List every line in the rows below that contains the string "frame". Matching is case-sensitive.

* **Information provided**

▬▬▬

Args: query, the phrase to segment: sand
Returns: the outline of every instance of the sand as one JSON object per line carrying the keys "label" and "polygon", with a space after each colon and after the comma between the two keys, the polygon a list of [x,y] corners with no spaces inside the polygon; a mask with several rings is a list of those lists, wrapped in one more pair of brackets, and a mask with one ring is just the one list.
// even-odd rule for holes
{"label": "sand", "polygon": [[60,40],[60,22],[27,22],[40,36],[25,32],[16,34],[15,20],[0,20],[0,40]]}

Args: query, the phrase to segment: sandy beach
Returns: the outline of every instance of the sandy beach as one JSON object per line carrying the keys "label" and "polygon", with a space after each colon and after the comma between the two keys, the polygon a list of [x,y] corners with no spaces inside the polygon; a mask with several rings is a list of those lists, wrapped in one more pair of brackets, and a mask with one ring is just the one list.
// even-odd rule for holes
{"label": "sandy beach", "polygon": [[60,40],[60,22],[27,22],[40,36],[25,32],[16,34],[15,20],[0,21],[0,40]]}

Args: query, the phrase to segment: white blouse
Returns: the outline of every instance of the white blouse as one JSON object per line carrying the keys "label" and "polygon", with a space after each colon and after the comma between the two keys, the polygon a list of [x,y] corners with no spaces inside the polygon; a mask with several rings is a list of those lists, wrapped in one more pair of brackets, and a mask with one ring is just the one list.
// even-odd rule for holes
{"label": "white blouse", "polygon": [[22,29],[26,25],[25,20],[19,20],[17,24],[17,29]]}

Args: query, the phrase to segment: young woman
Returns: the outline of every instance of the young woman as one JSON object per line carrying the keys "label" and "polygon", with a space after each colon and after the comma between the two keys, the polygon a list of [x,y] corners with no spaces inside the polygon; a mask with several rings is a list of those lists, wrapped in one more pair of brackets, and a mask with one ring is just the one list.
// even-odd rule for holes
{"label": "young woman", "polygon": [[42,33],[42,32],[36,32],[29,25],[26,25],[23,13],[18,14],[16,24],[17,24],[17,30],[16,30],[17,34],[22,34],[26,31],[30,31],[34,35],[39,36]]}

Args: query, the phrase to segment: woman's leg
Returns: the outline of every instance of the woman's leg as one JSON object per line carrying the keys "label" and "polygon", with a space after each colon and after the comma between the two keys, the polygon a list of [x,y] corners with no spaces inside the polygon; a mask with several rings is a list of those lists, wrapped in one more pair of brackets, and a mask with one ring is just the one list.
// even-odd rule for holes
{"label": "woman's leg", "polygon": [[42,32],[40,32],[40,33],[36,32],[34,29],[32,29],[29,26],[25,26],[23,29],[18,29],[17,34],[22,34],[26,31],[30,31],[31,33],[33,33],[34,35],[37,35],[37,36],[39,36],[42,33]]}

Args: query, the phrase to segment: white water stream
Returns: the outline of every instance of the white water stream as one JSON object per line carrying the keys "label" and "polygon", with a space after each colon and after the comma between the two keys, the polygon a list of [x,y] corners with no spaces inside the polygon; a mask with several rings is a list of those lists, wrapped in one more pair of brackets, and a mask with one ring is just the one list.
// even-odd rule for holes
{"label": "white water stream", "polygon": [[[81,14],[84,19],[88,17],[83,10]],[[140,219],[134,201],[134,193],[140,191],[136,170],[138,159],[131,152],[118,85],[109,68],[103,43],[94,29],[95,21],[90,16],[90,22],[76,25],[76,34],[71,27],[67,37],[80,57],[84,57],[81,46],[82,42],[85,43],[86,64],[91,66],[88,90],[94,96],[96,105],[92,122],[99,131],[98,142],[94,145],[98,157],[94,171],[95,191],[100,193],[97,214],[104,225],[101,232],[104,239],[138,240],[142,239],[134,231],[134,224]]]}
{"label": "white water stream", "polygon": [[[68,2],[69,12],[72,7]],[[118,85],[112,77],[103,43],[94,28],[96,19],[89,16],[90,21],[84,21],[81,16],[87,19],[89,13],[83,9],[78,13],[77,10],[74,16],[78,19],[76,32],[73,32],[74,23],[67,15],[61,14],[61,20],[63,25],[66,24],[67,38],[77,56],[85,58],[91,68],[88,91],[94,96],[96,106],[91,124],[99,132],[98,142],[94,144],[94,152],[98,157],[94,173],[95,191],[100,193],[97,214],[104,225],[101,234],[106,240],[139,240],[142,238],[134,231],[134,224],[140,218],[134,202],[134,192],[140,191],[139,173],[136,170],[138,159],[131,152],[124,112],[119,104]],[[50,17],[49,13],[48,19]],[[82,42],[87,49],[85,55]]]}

▬▬▬

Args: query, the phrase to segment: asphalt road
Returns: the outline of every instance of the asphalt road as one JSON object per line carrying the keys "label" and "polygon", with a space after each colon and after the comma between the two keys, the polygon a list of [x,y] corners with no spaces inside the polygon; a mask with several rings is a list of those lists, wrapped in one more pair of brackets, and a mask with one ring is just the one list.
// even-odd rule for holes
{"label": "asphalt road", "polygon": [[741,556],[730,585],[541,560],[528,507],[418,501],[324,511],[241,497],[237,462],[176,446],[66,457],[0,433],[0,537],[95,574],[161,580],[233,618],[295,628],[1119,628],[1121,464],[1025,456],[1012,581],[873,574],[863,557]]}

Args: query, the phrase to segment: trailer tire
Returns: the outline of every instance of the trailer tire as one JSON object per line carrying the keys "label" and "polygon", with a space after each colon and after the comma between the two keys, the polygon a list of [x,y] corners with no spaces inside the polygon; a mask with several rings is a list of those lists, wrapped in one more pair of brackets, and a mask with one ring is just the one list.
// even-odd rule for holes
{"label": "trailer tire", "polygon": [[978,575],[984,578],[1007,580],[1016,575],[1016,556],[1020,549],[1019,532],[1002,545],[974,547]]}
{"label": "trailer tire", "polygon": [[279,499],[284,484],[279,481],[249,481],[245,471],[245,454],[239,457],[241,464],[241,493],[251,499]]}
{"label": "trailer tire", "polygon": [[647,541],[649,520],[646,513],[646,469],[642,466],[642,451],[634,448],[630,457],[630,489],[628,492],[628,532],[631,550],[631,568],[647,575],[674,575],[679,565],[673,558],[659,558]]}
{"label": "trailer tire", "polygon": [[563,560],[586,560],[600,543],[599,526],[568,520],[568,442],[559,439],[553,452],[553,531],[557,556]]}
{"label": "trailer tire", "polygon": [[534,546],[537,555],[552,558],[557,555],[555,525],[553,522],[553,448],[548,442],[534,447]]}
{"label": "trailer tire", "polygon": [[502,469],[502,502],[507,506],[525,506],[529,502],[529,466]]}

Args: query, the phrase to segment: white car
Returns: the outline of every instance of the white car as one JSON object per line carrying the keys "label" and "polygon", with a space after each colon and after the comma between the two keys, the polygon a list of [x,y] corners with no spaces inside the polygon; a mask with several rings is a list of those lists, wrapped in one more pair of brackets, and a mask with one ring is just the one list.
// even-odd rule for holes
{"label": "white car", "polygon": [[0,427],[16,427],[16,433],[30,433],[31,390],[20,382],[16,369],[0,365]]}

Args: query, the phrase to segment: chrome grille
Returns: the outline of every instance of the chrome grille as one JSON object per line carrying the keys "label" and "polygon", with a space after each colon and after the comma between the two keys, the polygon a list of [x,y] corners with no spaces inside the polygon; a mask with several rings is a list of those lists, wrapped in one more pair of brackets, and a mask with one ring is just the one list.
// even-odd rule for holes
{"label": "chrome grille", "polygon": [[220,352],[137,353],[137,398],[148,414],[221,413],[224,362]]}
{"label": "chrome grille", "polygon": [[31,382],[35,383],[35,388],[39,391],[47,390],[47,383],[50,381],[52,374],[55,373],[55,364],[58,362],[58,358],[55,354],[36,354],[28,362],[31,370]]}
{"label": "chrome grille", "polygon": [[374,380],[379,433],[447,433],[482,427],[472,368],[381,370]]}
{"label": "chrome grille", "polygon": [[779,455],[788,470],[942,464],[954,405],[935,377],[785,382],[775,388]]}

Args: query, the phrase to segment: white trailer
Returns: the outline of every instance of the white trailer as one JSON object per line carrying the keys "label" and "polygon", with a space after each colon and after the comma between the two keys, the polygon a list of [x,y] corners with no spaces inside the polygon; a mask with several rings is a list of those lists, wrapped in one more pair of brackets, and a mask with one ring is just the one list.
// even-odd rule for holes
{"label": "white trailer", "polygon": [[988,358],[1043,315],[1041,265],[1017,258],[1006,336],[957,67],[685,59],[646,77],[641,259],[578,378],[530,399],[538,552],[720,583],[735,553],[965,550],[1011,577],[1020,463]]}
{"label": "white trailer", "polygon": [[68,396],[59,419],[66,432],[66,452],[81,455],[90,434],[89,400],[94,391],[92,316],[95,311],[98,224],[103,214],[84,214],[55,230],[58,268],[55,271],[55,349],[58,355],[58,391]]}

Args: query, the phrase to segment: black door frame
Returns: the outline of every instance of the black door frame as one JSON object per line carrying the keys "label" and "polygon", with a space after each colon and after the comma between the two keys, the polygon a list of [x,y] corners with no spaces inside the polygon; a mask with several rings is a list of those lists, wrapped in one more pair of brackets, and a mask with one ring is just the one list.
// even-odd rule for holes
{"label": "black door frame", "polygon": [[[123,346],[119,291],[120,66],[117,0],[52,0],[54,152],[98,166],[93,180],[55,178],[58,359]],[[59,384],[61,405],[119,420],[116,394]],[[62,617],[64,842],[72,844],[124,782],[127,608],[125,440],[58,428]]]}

▬▬▬

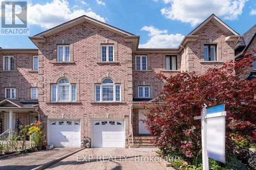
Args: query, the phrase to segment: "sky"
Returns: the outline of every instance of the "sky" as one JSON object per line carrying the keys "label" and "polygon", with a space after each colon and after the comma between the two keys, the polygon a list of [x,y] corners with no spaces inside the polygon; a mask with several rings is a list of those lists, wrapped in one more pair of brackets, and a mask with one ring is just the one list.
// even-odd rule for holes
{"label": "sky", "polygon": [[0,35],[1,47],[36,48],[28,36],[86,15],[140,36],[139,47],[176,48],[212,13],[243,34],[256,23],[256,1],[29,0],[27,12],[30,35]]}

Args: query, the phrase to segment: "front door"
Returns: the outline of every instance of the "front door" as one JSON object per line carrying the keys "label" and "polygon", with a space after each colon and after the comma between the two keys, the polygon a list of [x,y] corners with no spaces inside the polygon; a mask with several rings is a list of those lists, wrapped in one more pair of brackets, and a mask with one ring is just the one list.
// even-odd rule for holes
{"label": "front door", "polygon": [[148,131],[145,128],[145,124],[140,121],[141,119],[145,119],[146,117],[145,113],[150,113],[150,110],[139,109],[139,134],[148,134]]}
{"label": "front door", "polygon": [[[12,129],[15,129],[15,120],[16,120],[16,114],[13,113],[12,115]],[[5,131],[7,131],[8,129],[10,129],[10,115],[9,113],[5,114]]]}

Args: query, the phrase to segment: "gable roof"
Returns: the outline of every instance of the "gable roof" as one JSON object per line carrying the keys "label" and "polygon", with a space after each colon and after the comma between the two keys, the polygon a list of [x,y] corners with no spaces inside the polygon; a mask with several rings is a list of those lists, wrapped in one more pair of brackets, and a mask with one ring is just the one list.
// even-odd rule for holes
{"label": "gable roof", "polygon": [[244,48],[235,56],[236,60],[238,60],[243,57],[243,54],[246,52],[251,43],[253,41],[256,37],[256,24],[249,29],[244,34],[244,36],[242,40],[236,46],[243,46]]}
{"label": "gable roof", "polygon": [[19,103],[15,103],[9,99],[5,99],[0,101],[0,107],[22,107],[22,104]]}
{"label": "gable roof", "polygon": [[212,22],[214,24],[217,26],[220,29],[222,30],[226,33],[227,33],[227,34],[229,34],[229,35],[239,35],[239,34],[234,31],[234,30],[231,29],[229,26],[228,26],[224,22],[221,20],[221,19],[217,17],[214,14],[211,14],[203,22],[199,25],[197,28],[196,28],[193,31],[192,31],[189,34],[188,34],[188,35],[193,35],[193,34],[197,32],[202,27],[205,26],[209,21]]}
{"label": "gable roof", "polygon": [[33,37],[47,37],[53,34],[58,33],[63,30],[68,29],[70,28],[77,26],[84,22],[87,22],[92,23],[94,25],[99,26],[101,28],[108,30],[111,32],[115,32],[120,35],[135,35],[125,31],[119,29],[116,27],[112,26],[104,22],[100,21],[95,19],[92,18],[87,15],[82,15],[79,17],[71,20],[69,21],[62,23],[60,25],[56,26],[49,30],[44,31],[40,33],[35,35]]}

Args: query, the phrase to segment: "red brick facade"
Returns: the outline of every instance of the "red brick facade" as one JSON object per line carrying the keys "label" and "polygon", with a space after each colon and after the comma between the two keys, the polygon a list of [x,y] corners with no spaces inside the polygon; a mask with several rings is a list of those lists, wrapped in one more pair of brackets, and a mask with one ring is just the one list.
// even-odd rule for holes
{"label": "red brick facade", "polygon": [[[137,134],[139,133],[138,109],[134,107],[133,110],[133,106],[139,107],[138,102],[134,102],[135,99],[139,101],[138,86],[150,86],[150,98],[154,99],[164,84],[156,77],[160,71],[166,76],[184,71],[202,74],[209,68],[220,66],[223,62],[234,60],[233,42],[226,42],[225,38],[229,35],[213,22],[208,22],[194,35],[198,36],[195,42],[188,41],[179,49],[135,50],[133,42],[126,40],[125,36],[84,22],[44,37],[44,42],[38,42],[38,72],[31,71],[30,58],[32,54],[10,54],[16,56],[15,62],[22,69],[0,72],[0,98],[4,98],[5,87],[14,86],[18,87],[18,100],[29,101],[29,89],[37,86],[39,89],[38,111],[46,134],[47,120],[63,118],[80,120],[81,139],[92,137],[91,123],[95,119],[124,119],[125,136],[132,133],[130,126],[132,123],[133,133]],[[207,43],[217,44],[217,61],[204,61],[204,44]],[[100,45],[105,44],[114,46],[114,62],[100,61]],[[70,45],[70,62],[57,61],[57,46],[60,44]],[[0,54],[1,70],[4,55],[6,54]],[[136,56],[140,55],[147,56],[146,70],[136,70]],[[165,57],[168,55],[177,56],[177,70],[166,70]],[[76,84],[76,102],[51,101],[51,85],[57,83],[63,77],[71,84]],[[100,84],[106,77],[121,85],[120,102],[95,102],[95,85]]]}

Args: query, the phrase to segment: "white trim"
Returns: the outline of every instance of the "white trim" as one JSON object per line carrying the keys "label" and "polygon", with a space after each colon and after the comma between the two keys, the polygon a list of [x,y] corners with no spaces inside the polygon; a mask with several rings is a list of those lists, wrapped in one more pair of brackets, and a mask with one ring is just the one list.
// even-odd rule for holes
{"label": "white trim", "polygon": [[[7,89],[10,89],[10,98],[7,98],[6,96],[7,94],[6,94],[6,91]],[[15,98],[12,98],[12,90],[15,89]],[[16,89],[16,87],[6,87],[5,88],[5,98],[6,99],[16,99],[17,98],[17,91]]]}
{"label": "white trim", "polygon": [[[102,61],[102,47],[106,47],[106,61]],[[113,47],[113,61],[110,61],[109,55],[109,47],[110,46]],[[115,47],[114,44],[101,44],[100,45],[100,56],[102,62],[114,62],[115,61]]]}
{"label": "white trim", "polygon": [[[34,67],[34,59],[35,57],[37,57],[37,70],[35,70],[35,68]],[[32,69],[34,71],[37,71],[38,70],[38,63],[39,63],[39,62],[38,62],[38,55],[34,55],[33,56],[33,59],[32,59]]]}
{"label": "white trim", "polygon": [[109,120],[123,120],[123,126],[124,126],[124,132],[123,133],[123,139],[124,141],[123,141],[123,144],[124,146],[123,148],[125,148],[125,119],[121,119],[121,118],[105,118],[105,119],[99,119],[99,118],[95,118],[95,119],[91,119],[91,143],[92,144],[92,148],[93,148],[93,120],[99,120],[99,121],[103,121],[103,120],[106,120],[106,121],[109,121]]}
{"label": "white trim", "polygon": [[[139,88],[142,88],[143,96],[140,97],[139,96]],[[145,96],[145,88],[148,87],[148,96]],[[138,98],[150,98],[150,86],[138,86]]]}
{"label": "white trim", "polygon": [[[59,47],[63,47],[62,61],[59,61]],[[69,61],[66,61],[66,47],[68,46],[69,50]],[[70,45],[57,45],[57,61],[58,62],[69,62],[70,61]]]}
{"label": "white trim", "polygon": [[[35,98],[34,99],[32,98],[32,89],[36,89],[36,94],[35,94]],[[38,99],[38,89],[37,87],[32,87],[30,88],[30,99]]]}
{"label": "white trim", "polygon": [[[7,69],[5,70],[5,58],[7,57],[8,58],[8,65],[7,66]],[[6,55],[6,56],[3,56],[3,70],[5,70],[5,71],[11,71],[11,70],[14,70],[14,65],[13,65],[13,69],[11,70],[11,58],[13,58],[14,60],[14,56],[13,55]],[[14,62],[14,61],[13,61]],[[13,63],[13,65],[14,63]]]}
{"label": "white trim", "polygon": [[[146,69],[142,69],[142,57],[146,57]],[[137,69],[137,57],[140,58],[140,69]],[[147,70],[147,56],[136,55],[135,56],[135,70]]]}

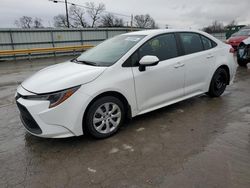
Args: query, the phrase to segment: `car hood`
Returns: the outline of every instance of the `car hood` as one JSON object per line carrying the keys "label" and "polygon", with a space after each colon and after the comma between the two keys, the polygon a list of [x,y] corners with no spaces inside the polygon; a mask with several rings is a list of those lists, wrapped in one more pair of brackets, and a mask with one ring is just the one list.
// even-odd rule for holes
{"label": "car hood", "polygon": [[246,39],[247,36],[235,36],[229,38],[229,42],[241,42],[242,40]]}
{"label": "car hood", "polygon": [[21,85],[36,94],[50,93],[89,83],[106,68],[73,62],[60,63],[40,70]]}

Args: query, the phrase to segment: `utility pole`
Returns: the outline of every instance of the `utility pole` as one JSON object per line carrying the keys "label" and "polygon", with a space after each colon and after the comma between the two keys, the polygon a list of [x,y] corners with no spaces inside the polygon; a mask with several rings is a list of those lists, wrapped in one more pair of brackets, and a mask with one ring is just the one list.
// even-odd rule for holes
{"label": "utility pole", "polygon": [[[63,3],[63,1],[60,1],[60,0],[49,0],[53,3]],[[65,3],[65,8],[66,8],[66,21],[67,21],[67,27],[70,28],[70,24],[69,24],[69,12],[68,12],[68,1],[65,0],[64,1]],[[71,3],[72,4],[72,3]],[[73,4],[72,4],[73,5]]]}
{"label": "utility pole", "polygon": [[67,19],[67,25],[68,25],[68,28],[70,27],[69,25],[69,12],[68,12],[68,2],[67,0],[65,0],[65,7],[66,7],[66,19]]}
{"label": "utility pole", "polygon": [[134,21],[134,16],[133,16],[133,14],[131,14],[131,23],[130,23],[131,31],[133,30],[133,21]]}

▬▬▬

* **Output of the task**
Args: query, the phrase to segment: black door frame
Returns: the outline of every instance of the black door frame as one JSON object per line carrying the keys "label" and "polygon", with a space after each colon and after the comma between the two keys, the polygon a list of [x,y] corners with no spaces inside the polygon; a mask with several rings is a list of those lists, wrapped in one more pair of brackets, and a mask with one ring is just the one list.
{"label": "black door frame", "polygon": [[[123,346],[119,291],[120,66],[117,0],[52,0],[54,152],[98,166],[93,180],[55,178],[58,359]],[[59,384],[61,405],[119,420],[116,394]],[[62,617],[64,842],[72,844],[124,782],[127,608],[125,440],[58,428]]]}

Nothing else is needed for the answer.